Saved entries
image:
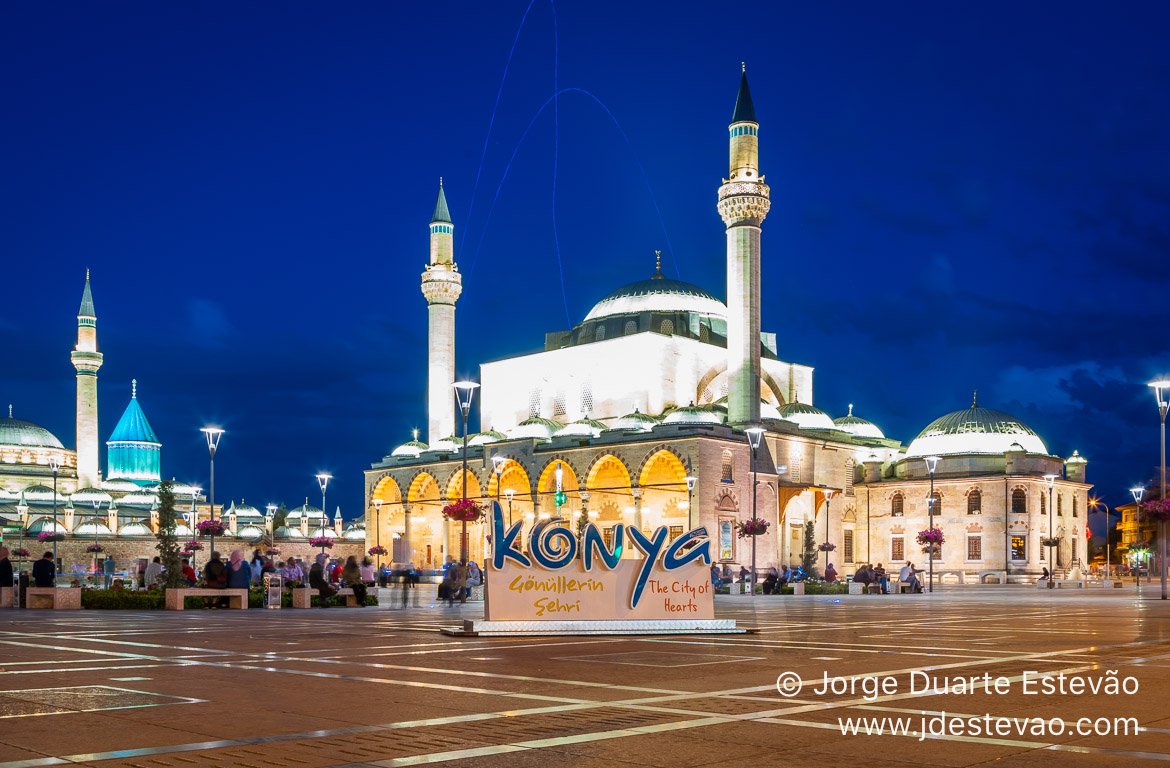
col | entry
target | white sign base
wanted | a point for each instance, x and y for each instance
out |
(481, 628)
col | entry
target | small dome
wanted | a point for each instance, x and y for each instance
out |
(693, 415)
(858, 426)
(91, 528)
(975, 430)
(412, 450)
(26, 434)
(635, 422)
(45, 525)
(658, 294)
(806, 417)
(582, 427)
(483, 438)
(89, 495)
(535, 427)
(249, 533)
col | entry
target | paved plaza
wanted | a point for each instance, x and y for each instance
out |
(383, 687)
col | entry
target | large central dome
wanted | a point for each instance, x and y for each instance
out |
(26, 434)
(658, 294)
(975, 430)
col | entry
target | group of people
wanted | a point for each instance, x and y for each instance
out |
(458, 580)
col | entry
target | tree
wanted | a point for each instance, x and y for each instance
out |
(809, 556)
(167, 540)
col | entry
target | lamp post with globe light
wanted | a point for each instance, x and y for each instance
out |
(755, 436)
(213, 434)
(463, 393)
(931, 465)
(1160, 392)
(55, 465)
(1138, 492)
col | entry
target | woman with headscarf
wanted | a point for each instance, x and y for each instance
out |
(351, 576)
(239, 573)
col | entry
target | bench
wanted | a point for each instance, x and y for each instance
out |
(176, 598)
(302, 596)
(59, 598)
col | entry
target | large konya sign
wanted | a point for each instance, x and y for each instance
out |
(561, 578)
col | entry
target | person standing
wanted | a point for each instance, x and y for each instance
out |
(351, 577)
(153, 570)
(45, 571)
(318, 581)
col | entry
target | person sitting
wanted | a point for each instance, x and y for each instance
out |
(318, 582)
(45, 571)
(771, 582)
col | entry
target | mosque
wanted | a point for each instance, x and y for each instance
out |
(638, 415)
(118, 512)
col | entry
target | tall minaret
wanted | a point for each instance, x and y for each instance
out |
(87, 360)
(743, 204)
(441, 286)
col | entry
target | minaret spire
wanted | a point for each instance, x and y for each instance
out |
(441, 287)
(743, 203)
(87, 361)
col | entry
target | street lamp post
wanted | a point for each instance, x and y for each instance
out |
(213, 434)
(323, 479)
(1051, 480)
(1138, 492)
(1160, 391)
(755, 434)
(692, 519)
(377, 528)
(931, 465)
(1099, 505)
(55, 465)
(463, 393)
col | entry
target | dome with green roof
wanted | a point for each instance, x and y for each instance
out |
(133, 450)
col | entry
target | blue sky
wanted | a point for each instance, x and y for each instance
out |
(965, 196)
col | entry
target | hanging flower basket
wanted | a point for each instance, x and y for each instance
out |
(463, 511)
(1156, 509)
(752, 527)
(930, 537)
(211, 528)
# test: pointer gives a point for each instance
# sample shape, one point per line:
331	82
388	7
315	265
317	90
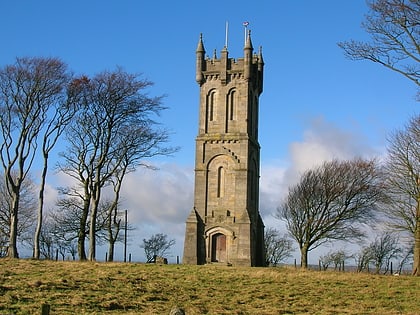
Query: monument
225	225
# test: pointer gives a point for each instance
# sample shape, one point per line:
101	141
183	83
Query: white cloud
160	201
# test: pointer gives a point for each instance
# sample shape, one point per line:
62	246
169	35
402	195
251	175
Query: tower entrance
218	252
225	225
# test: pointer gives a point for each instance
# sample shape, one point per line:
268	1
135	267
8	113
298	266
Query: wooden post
45	309
125	238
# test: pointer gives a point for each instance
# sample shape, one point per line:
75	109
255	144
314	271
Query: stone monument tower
224	225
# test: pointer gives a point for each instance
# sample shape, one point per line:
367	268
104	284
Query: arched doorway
218	248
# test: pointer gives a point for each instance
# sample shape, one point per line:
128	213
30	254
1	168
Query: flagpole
226	30
245	24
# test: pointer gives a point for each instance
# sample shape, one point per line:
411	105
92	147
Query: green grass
118	288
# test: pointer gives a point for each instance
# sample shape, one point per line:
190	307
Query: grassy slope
117	288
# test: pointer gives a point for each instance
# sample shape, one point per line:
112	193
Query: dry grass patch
118	288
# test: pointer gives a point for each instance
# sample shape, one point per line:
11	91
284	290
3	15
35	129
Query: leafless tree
331	202
363	258
27	214
156	245
403	181
277	247
383	249
337	258
394	26
28	88
114	109
60	114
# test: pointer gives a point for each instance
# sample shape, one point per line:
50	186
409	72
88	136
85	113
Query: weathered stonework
224	225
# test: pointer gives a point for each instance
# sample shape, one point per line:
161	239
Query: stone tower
224	225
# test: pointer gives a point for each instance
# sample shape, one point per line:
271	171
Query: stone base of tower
235	244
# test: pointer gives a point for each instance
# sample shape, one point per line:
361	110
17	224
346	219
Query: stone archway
218	250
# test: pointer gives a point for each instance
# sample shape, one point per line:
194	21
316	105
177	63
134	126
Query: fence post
45	309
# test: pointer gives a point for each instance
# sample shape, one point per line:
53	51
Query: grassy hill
118	288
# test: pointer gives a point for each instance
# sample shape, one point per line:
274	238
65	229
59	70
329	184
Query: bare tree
383	249
157	245
403	181
337	258
27	214
28	88
277	247
363	258
114	109
394	26
331	202
59	115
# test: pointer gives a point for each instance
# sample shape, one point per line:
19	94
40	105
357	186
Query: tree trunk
40	208
304	257
82	234
111	250
416	262
92	229
12	251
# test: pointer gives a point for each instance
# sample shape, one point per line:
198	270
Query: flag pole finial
245	24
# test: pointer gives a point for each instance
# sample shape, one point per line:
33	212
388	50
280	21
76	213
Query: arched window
211	103
220	182
231	105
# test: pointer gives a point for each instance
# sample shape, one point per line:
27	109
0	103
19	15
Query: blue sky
316	104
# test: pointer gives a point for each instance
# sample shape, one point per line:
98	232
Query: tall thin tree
28	88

### Your objective
Each line of the records with the word "lamp" in it is to be copied.

### Solution to the problem
target | lamp post with globe light
target | street lamp post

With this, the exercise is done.